● Auszug
☆ ☆ ☆ ☆ ☆

Debatten um die Standortbestimmung und Identitätsfindung
Von Beginn an stand die Frage nach der Ausrichtung der Philosophischen Fakultät im Mittelpunkt der Diskussionen. Dabei hatten Hochschule und Ministerium jeweils eigene Vorstellungen, welchem Schwerpunkt die Geisteswissenschaftliche Ausbildung gerecht werden sollte. Von der Hochschule in erster Linie als sinnvolle Ergänzung der Natur- und Ingenieursfächer gedacht, stand für das Ministerium die Entlastung der Lehrerausbildung an den anderen Universitäten Nordrhein-Westfalens im Mittelpunkt. Die Mitglieder der Philosophischen Fakultät vertraten eine Position, die die beiden Standpunkte miteinander verbinden und gleichzeitig die Eigenständigkeit der Fakultät hervorheben sollte:
“Diese Fakultät muss so beschaffen sein, dass sie a) in sich als Philosophische Fakultät bestehen kann, b) ihren spezifischen Aufgaben der Ergänzung der Natur- und Ingenieurwissenschaften in Richtung auf die Probleme des Humanen hin gerecht zu werden.”

☆ ☆ ☆ ☆ ☆

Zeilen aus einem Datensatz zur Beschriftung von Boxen
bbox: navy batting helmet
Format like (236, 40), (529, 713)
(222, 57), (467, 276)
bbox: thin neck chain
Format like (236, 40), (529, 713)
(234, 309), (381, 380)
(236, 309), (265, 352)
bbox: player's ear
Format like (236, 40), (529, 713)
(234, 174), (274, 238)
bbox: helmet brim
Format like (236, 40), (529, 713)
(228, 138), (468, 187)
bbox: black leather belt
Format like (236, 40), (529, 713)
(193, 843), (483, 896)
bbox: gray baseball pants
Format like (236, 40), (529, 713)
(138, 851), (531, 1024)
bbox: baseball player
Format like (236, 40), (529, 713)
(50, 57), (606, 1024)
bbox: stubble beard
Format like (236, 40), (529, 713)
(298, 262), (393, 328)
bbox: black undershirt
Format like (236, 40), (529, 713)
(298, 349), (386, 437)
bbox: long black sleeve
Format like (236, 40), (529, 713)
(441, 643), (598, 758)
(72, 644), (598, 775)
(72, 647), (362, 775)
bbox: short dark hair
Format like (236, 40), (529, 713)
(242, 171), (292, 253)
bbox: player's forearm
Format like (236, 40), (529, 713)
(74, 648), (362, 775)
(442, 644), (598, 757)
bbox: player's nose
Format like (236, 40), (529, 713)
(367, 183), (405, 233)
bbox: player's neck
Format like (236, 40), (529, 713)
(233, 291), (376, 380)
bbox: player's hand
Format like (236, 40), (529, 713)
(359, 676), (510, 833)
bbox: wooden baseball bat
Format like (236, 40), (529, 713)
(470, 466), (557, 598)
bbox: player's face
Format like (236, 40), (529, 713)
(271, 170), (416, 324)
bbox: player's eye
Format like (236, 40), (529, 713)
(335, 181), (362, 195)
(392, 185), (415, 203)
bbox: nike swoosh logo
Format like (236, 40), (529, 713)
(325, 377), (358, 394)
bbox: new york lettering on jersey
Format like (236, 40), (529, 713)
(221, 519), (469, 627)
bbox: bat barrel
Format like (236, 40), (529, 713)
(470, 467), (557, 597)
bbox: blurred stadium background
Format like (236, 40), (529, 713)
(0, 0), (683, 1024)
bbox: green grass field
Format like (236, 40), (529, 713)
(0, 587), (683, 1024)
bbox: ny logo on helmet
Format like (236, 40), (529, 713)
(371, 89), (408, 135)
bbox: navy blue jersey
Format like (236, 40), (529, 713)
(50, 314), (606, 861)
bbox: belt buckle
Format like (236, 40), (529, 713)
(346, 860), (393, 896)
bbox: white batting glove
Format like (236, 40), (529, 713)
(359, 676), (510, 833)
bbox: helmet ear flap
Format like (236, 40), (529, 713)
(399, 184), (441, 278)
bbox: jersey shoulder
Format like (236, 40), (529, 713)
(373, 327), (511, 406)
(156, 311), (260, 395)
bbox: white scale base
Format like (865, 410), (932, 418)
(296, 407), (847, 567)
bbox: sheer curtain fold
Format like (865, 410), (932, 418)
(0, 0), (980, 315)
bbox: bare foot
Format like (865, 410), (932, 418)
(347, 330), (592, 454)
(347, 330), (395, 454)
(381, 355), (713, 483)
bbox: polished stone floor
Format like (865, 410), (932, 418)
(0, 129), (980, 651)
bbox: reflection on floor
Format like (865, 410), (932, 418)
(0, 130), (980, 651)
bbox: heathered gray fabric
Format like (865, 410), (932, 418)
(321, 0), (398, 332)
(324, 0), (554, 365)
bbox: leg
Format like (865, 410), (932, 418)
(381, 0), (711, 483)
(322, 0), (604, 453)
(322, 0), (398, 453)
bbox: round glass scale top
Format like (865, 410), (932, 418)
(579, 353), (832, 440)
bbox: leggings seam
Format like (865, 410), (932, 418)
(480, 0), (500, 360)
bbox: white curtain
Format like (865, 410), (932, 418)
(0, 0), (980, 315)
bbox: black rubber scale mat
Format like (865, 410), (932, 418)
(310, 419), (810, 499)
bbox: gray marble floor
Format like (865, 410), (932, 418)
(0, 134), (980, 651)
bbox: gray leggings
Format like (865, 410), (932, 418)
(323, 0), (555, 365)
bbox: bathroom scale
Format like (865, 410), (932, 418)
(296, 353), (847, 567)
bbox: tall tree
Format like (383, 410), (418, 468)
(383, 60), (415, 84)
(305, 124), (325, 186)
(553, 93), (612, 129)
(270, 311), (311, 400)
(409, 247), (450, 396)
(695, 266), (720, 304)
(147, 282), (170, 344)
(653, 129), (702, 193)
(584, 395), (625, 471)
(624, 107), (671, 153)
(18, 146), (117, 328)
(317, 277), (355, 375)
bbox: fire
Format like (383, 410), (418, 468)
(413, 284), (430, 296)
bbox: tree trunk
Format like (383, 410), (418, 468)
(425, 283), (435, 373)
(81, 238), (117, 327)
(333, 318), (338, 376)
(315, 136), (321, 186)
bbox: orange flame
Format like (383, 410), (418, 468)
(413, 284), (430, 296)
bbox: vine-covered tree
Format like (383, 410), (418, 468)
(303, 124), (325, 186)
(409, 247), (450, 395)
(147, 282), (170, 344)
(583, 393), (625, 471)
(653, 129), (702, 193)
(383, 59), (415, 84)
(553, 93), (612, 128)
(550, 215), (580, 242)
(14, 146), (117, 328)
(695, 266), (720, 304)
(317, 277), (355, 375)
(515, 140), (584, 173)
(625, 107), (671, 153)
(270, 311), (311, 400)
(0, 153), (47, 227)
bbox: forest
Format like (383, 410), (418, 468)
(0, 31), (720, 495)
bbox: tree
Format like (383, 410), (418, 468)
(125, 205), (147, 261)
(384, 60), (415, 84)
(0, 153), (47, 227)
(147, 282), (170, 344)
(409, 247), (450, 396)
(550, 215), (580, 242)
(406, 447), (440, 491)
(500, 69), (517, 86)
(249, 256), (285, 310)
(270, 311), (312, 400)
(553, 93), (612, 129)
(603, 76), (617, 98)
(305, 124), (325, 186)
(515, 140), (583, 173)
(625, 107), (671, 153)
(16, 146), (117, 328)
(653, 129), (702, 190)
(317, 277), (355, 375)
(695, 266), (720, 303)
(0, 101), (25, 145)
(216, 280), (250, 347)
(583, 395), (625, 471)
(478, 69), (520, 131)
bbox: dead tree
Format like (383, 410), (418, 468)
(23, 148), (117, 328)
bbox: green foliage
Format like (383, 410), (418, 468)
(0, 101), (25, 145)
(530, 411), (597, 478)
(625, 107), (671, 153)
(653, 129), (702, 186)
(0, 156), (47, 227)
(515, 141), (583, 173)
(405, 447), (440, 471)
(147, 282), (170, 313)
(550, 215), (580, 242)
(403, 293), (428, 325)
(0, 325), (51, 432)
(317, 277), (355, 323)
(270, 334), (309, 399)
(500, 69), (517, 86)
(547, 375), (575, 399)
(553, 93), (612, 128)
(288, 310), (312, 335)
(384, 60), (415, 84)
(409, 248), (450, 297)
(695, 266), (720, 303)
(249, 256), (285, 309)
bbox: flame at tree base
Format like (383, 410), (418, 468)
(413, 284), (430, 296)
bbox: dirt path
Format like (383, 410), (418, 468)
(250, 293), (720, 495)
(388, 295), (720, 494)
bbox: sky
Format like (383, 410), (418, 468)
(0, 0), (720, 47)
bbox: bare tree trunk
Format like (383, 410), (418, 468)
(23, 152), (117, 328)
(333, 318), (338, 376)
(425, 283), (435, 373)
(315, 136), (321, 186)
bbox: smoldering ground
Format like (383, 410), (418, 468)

☆ ☆ ☆ ☆ ☆

● Kurze Aufgabe
Kannst du den Auszug über die Ausrichtung der Philosophischen Fakultät vollständig und Wort für Wort kopieren? Die Einträge stehen in keinem Zusammenhang mit dem Auszug.

● Schriftliche Antwort
Debatten um die Standortbestimmung und Identitätsfindung
Von Beginn an stand die Frage nach der Ausrichtung der Philosophischen Fakultät im Mittelpunkt der Diskussionen. Dabei hatten Hochschule und Ministerium jeweils eigene Vorstellungen, welchem Schwerpunkt die Geisteswissenschaftliche Ausbildung gerecht werden sollte. Von der Hochschule in erster Linie als sinnvolle Ergänzung der Natur- und Ingenieursfächer gedacht, stand für das Ministerium die Entlastung der Lehrerausbildung an den anderen Universitäten Nordrhein-Westfalens im Mittelpunkt. Die Mitglieder der Philosophischen Fakultät vertraten eine Position, die die beiden Standpunkte miteinander verbinden und gleichzeitig die Eigenständigkeit der Fakultät hervorheben sollte:
“Diese Fakultät muss so beschaffen sein, dass sie a) in sich als Philosophische Fakultät bestehen kann, b) ihren spezifischen Aufgaben der Ergänzung der Natur- und Ingenieurwissenschaften in Richtung auf die Probleme des Humanen hin gerecht zu werden.”